§ **SOURCE**
────────────────────────────────────────
2.) Interact aggressively.

We spend a huge amount of time every day responding to comments on YouTube videos (not just on our own, but on any related to us), fielding questions in forums, generating conversation on our own Facebook page and in Facebook groups related to us.

We’ve found that people tend to have lots and lots and lots of questions before they make a final decision on buying anything.  By tracking down their conversations and going to them, we not only get our message out there, we amaze them with our attentiveness.

Below are some really concrete tips from experience that can help you out on this:

Tip 1: Most forums give you the option of subscribing to threads, which is a great way to have updates on key conversations sent straight to your inbox.  Make sure to not just push an agenda. You’re not just trying to make a sale, you’re participating in an existing culture and trying to foster your own.
────────────────────────────────────────
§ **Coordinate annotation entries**
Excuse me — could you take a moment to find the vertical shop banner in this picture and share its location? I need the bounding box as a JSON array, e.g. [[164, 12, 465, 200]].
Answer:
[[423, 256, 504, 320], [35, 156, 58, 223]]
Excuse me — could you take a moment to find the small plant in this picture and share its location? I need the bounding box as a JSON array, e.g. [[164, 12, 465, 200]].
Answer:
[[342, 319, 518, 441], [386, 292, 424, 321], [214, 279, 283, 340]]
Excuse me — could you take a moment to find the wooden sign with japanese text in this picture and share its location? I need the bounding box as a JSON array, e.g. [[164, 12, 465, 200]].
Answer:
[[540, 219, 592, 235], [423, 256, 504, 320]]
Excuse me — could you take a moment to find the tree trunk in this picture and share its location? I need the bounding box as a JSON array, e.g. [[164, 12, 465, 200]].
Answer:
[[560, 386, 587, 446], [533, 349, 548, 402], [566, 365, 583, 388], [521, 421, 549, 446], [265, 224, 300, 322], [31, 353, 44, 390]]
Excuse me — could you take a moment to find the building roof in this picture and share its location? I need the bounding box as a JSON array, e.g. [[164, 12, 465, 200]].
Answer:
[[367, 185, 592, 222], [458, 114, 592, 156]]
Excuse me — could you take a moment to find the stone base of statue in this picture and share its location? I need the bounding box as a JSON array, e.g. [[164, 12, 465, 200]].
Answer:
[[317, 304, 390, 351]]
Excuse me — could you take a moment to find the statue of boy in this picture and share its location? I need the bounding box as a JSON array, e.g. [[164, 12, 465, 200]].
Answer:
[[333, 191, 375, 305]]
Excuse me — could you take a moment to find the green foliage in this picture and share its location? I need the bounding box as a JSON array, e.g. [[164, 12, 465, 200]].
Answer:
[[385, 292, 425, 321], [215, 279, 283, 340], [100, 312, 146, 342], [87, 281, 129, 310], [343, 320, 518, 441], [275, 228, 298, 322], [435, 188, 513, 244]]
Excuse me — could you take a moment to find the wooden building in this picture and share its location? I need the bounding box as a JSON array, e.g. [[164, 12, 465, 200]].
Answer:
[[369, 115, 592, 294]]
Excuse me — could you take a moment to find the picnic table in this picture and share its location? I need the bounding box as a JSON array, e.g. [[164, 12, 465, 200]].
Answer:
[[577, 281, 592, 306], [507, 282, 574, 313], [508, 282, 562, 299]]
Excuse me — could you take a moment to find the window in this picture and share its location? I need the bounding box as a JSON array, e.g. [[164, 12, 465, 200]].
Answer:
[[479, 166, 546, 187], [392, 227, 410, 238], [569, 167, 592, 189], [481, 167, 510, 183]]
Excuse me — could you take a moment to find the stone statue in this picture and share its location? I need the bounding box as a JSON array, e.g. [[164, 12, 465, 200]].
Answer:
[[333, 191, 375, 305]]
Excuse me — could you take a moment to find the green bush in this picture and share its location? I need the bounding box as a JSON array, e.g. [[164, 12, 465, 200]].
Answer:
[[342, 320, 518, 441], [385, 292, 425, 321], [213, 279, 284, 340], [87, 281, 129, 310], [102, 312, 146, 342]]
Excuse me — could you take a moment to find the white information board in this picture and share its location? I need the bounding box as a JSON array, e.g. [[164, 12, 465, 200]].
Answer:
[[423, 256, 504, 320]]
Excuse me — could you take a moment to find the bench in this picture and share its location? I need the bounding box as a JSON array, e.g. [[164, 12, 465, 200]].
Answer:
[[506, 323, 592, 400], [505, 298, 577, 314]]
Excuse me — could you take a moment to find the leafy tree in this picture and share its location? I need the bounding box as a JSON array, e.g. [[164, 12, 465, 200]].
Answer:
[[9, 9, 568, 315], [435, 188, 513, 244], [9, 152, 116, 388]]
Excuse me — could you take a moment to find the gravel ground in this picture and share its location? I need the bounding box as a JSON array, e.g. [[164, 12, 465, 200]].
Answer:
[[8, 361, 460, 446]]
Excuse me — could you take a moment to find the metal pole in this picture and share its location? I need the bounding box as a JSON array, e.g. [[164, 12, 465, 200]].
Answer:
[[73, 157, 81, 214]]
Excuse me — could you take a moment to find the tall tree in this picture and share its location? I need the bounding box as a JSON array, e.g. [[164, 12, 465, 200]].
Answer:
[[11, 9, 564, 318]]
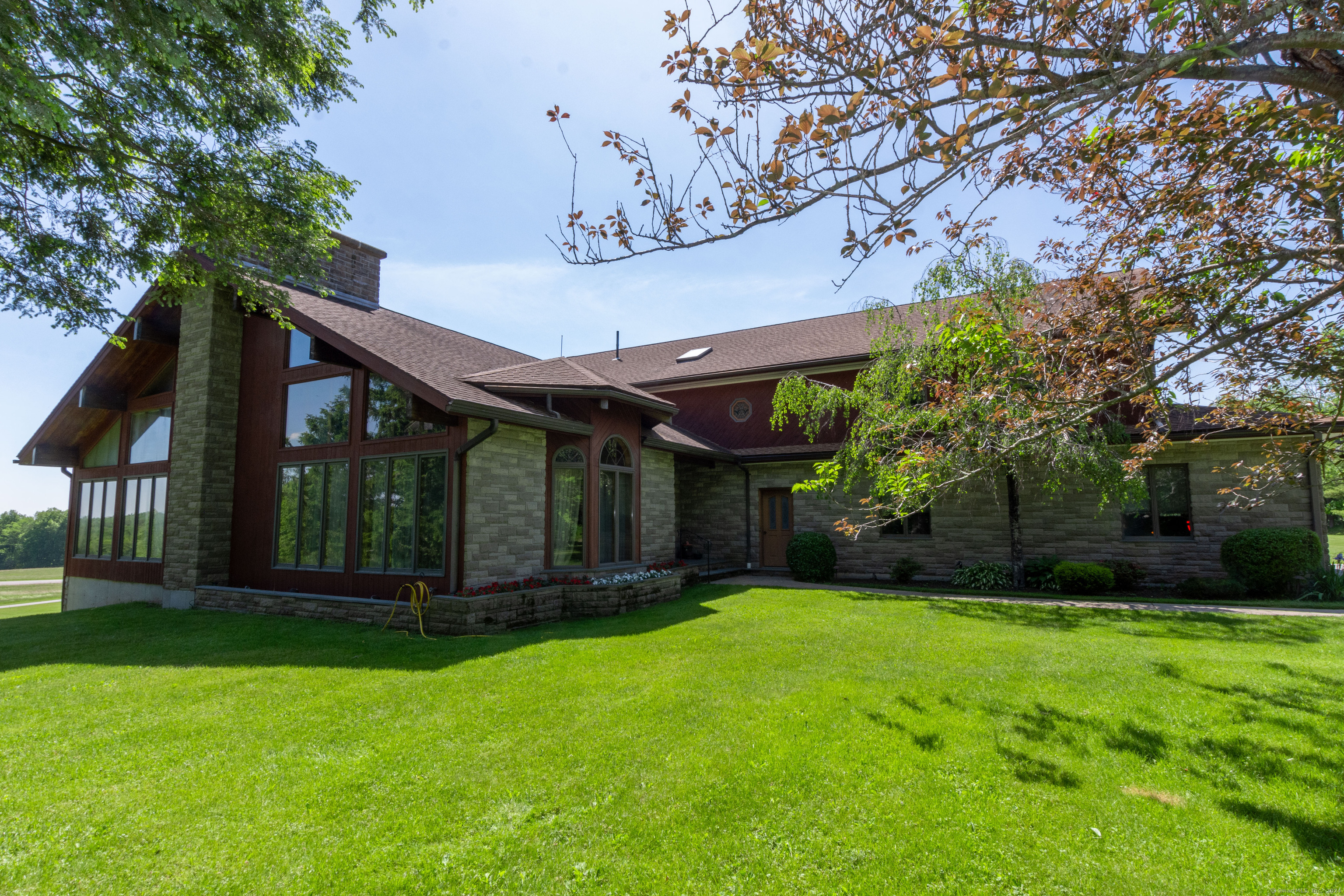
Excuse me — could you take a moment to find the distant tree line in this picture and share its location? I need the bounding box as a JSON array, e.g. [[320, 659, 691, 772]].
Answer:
[[0, 508, 66, 570]]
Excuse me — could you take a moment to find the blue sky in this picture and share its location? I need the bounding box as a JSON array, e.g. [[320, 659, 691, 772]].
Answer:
[[0, 0, 1060, 513]]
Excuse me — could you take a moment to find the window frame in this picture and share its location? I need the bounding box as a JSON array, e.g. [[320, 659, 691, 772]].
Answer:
[[270, 459, 352, 572], [355, 449, 453, 579], [121, 472, 168, 563], [280, 371, 356, 452], [878, 508, 933, 540], [597, 435, 640, 567], [70, 481, 121, 561], [1120, 463, 1195, 541], [547, 444, 589, 570]]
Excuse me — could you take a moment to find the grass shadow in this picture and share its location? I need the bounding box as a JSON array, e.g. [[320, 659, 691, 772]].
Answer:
[[925, 600, 1344, 645], [0, 586, 745, 672], [998, 747, 1082, 788], [1220, 799, 1344, 864]]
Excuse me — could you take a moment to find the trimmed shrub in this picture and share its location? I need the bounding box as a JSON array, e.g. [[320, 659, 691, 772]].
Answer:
[[891, 557, 923, 584], [1176, 579, 1246, 600], [784, 532, 836, 582], [1220, 527, 1321, 598], [1022, 553, 1059, 591], [952, 560, 1012, 591], [1302, 563, 1344, 602], [1055, 560, 1116, 594], [1102, 560, 1148, 591]]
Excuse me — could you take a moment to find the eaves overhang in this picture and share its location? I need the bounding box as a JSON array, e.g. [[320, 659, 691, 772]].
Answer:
[[473, 380, 679, 420], [630, 352, 872, 389]]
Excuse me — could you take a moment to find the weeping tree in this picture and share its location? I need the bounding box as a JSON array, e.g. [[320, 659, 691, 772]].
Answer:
[[548, 0, 1344, 505], [770, 241, 1141, 587]]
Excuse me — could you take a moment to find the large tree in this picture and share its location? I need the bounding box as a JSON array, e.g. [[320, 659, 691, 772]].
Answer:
[[0, 0, 425, 330], [770, 241, 1136, 587], [553, 0, 1344, 502]]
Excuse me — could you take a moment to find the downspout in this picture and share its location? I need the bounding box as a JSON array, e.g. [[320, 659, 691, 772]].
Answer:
[[448, 418, 500, 591], [736, 461, 751, 570]]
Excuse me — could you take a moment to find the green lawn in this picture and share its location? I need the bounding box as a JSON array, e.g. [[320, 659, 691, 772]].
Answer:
[[0, 586, 1344, 896], [0, 567, 64, 582], [0, 584, 60, 607]]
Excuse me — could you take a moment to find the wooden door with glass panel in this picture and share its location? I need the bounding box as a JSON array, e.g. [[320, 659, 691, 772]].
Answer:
[[761, 489, 793, 567]]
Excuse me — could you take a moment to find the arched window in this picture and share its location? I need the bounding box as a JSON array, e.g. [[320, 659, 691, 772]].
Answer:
[[551, 444, 584, 567], [597, 435, 634, 563]]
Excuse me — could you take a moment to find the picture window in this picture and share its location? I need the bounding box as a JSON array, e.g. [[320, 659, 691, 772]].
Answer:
[[1120, 463, 1195, 539]]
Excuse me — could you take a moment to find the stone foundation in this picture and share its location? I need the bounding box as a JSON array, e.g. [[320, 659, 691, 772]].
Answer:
[[196, 570, 699, 635]]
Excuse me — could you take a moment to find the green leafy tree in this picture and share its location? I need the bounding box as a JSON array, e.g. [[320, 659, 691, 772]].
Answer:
[[0, 0, 425, 330], [0, 508, 66, 570], [771, 242, 1136, 587]]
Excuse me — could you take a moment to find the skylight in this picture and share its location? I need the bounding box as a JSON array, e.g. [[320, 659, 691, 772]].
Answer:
[[676, 345, 714, 364]]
────────────────────────────────────────
§ **TASK TO CARRY OUT**
Please carry the advice on interacting with customers online further, starting right after its final sentence.

§ **ANSWER TO THIS EXERCISE**
Tip 2: Use Google Keywords to get notifications on any blog that picks up a story related to you.  When they do, send them an email and thank them for giving you coverage.  Keep in touch with them, interact on their site, and if you support them, they’ll be there for you when you’ve got a story to push.

Tip 3: If you’re serving as a face of a brand, decide ahead of time if you want your personal online accounts like Facebook and Twitter to be open to relationships formed through marketing.  I’ve kept mine open and it’s been a really cool way to meet some awesome musicians.  But that’s my passion so I’m happy.  If you’re marketing toothpaste on the other hand…

3.) Don’t stop at the sale.  People don’t exist to buy and sell things, they exist to share ideas.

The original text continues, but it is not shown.